Task instructions:
Retype each of the following records word for word, leaving out the pictures.

◆ ◆ ◆ ◆

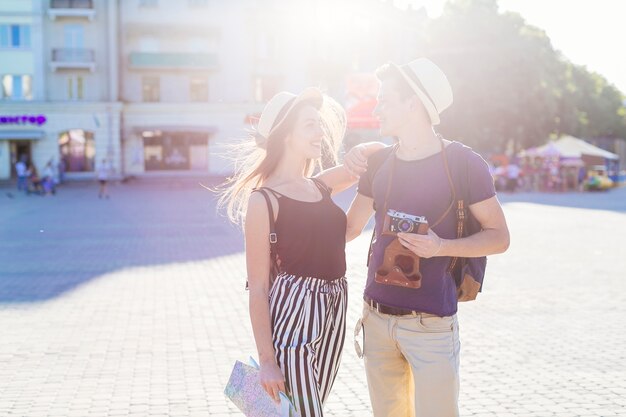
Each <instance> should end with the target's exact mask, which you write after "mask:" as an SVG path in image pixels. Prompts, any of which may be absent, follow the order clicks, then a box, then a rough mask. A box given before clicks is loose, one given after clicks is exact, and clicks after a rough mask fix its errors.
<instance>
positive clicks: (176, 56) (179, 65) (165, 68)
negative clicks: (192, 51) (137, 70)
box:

◆ ◆ ◆ ◆

Task response:
Each <instance> should end with the target's exact mask, which you write after "mask:" as an SVG path in image pixels. Prompts, any of which may be absent, follow the order clicks, then a box, then a rough mask. A box given before clicks is loose, one given after clicks is exact, and clicks after a rough mask fix its errors.
<instance>
positive clicks: (176, 56) (179, 65) (165, 68)
negative clicks: (192, 51) (137, 70)
box:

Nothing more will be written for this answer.